_Directions_.
In the post on the Urewera Terror raids:
(a) On what share of the charges were the "Urewera 4" convicted?
(b) Which charges was the jury hung on?
(c) Why were most of the other charges dropped?

Urewera Terror: epic fail
March 21st, 2012 by Lew, KiwiPolitico.com
Militant Maori warriors protest anti-terror raids outside parliament buildings.
Whatever your opinion regarding the Urewera Terror raids, you have to admit that the Police and Crown Law have failed.
The so-called “Urewera 4″ were convicted on about half of the least-serious charges brought, and the jury was hung on the more serious charges of participation in an organised criminal group. The defendants may be retried on these latter charges, and they may yet be found guilty. But the paucity of the Police and Crown Law operation is pretty clear regardless.
Let’s put this in context. The Crown sought initially to lay dozens more charges against many more people than the four who eventually stood trial; leave to bring charges under the Terrorism Suppression Act was not granted, and most of the other charges were dropped after the Supreme Court ruled that the evidence upon which they were founded had been illegally obtained. A year of fancy intensive surveillance; an extreme and unprecedented police assault on an unsuspecting community, including violent treatment of old people and children; four and a half years of lawyering comprising the most expensive trial in New Zealand history, held almost as far from the homes of the defendants as is possible; leaks and publicity tactics designed to bring about a de-facto trial-by-media — and the best they convict on is Arms Act offences such as about half the adult male population of rural New Zealand would be guilty of at some time or other? This, we are supposed to believe, is Aotearoa’s finest at work.

_Information shown_.
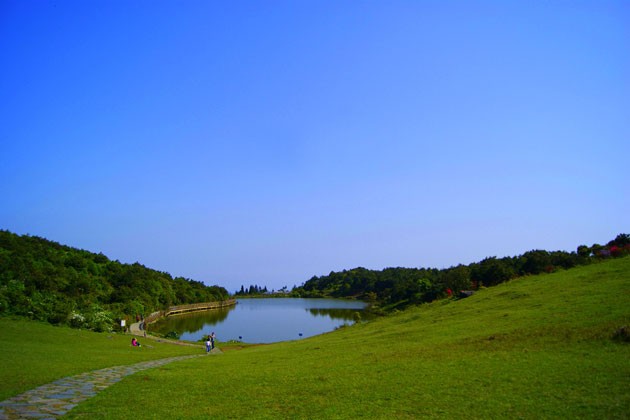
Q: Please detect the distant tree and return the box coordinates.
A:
[443,265,471,292]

_Solution_.
(a) About half of the least-serious charges brought.
(b) The more serious charges of participation in an organised criminal group.
(c) The Supreme Court ruled that the evidence they were founded on had been illegally obtained.